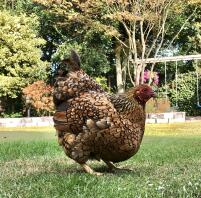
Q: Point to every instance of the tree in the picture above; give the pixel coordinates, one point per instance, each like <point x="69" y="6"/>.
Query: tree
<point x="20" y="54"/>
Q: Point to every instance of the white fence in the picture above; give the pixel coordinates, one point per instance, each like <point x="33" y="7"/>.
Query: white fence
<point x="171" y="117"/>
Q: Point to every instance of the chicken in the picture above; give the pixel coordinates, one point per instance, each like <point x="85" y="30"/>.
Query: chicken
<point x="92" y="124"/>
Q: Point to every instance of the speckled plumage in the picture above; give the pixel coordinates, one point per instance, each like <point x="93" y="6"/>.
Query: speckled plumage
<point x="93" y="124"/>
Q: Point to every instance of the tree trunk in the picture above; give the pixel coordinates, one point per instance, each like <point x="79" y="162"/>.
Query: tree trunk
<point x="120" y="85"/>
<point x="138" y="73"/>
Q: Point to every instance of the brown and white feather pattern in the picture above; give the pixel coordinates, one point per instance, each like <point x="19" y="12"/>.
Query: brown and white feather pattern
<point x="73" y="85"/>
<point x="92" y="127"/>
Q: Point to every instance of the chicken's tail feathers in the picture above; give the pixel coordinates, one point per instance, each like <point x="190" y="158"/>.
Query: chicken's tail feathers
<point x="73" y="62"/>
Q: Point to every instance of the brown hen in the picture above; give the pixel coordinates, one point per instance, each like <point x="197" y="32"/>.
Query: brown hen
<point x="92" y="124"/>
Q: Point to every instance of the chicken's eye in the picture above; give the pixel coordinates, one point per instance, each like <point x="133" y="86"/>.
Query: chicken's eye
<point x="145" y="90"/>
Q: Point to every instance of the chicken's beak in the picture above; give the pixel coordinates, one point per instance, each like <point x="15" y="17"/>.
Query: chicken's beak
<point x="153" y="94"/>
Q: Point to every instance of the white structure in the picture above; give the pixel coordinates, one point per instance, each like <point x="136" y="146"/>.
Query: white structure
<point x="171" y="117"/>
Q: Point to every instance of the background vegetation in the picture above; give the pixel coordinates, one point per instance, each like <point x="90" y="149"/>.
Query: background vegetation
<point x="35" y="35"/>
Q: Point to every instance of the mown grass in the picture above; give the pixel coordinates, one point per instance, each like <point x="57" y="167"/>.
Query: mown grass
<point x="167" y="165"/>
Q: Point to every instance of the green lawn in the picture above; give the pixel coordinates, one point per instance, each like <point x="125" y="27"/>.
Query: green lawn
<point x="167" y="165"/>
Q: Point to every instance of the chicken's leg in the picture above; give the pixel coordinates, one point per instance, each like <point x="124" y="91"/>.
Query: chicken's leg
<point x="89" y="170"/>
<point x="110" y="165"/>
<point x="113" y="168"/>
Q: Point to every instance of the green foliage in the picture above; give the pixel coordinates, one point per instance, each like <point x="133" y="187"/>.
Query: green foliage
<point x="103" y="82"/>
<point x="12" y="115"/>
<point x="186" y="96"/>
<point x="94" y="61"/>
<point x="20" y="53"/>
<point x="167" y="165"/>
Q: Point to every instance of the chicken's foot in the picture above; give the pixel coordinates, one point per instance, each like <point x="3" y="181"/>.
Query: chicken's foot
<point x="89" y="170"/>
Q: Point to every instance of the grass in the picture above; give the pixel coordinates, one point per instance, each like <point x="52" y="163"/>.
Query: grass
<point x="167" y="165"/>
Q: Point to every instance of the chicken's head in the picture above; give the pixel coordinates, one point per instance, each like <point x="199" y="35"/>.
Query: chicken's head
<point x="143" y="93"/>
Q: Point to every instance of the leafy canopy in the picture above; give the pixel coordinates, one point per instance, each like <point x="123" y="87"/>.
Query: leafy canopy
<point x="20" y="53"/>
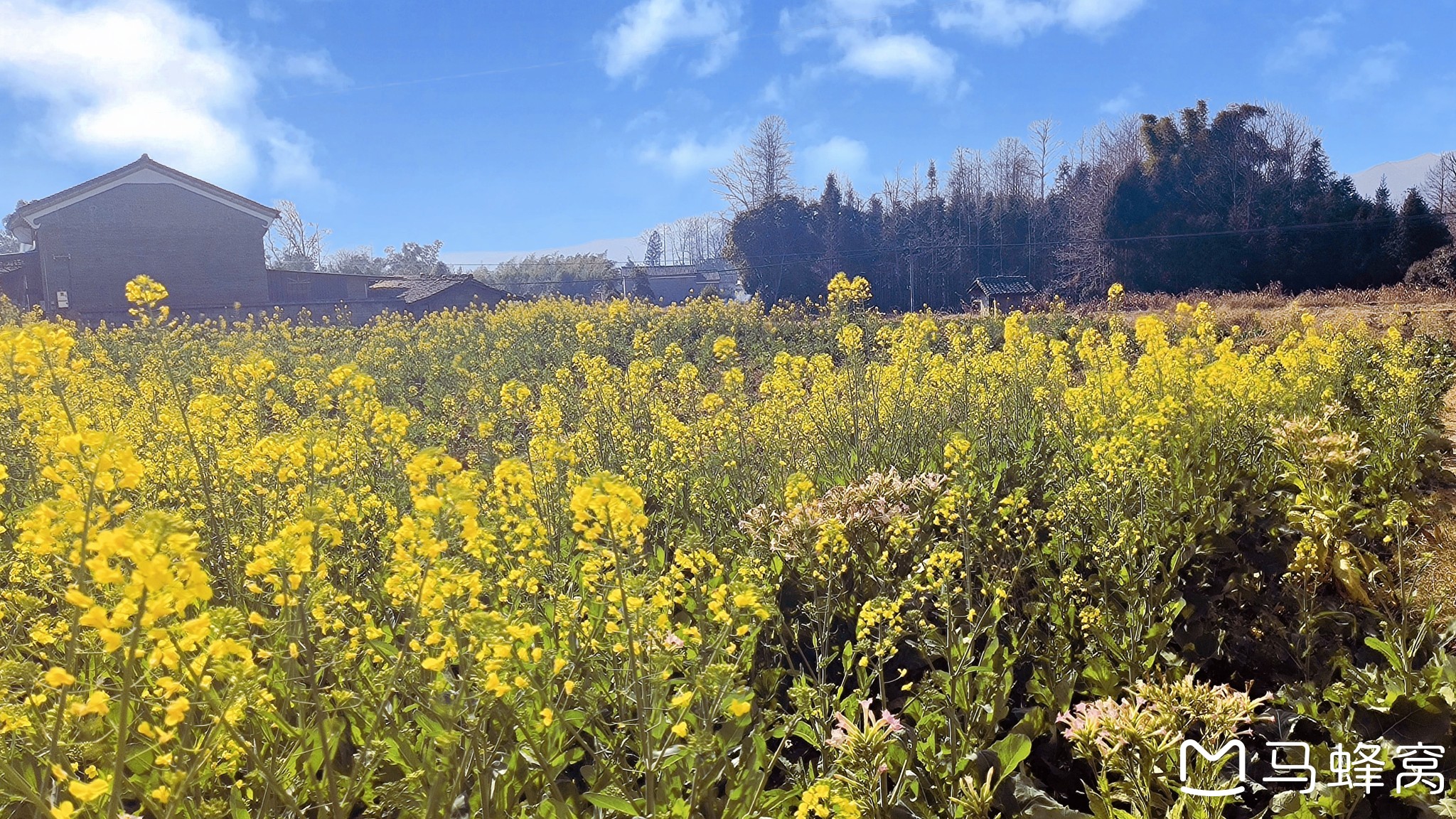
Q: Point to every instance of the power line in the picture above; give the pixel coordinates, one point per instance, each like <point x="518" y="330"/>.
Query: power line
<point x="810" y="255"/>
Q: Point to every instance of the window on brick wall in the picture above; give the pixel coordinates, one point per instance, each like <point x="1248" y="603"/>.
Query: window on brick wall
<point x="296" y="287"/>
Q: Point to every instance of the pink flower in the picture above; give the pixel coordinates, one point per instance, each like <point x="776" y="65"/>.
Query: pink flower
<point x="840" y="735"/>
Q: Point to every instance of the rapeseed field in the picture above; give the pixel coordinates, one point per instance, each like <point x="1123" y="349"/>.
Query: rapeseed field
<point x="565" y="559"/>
━━━━━━━━━━━━━━━━
Copy the listing over exactly, skipping the pictures it holds.

Q: Point to every instance of the tree in the picture above; give the pixel coordinates, one point per instance, each like <point x="69" y="6"/>.
Query: tree
<point x="20" y="54"/>
Q: Point to every instance of the white fence in the picture above; give the pixel coordinates, one point per instance, each like <point x="33" y="7"/>.
Query: white fence
<point x="171" y="117"/>
Q: Point to every instance of the chicken in the picture above; give the pixel coordinates, one point per instance, each like <point x="85" y="30"/>.
Query: chicken
<point x="92" y="124"/>
Q: Point to every instance of the speckled plumage in the picture above; give the pixel coordinates, one point per instance, each like <point x="93" y="6"/>.
Query: speckled plumage
<point x="93" y="124"/>
Q: Point to every instance of the tree trunk in the picture above; give the pixel coordinates, one point per instance, each like <point x="79" y="162"/>.
Query: tree trunk
<point x="120" y="85"/>
<point x="138" y="73"/>
Q: Point to every instance of the brown and white feather pattern in the picture above; give the pixel coordinates, one point per instance, each like <point x="19" y="12"/>.
Query: brown and white feather pattern
<point x="73" y="85"/>
<point x="92" y="127"/>
Q: Point to every instance of the chicken's tail feathers in the picture above; give the pixel coordinates, one point per instance, each like <point x="190" y="158"/>.
Query: chicken's tail feathers
<point x="73" y="62"/>
Q: Point to every instance of the brown hen in the picture above; give the pixel coordinates, one point per instance, each like <point x="197" y="32"/>.
Query: brown hen
<point x="92" y="124"/>
Q: Point to every instance of the chicken's eye in the picture above; give the pixel coordinates, one point per instance, each like <point x="133" y="86"/>.
Query: chicken's eye
<point x="145" y="90"/>
Q: Point to every instance of the chicken's beak in the picture above; give the pixel coordinates, one point per instance, each like <point x="15" y="17"/>.
Query: chicken's beak
<point x="153" y="94"/>
Q: Point to every instance of the white structure in the picture above; give the pixel coordinates, one point per instance, each like <point x="136" y="146"/>.
Query: white structure
<point x="171" y="117"/>
Q: Point to every instance of the background vegetation in the picture above; give the pixel coordinates, one point per instance, each like <point x="90" y="149"/>.
Query: background vegetation
<point x="35" y="35"/>
Q: Point to every instance of the mown grass in the picture above; give the pixel coordinates, one point per instance, each like <point x="57" y="167"/>.
Query: mown grass
<point x="167" y="165"/>
Q: Point to every instance of the green lawn in the picture above; give the pixel coordinates, one point per instance, each like <point x="125" y="27"/>.
Query: green lawn
<point x="167" y="165"/>
Q: Point to every instance of the chicken's leg in the picture above; give the pixel coordinates, one point per instance, each like <point x="124" y="91"/>.
Query: chicken's leg
<point x="89" y="170"/>
<point x="110" y="165"/>
<point x="113" y="168"/>
Q: Point to every instance of the green foliage in the picture above; give the pixel coordinates, one point per instance, each like <point x="133" y="187"/>.
Query: green foliage
<point x="103" y="82"/>
<point x="12" y="115"/>
<point x="186" y="96"/>
<point x="94" y="61"/>
<point x="20" y="53"/>
<point x="167" y="165"/>
Q: Point to every instance of the chicken's foot in the picture above; give the pixel coordinates, one point per instance, each like <point x="3" y="181"/>.
Query: chicken's foot
<point x="89" y="170"/>
Q: Point to every instance of the grass in the picture above; give the pixel coordinates, one point per instance, each like <point x="52" y="163"/>.
Query: grass
<point x="167" y="165"/>
Q: Point to every instance of the chicken's head in the picture above; give the pixel coordinates, one point per instance, each like <point x="199" y="35"/>.
Query: chicken's head
<point x="143" y="93"/>
Q: Point to every instance of the leafy canopy in the picture above; give the pixel coordinates, one point per instance, each like <point x="123" y="87"/>.
Query: leafy canopy
<point x="20" y="53"/>
Q: Point to every instance of the power line in the picture above; give the pixel coordinates, one point per instance, each like <point x="518" y="330"/>.
Query: power line
<point x="810" y="255"/>
Q: Point to every instance of the window on brick wall in the picture above; give the pixel coordinates, one point per instance, each like <point x="1248" y="603"/>.
Query: window on brick wall
<point x="296" y="287"/>
Q: Point to every instance of the pink flower in the picture above; give the pixel coordinates, one point per instance, each like <point x="776" y="65"/>.
Query: pink flower
<point x="840" y="735"/>
Q: Point to every instance of the rapeseed field in the picture above; give the pixel coordinates, one point per instance, each like <point x="1123" y="349"/>.
Query: rapeseed field
<point x="565" y="559"/>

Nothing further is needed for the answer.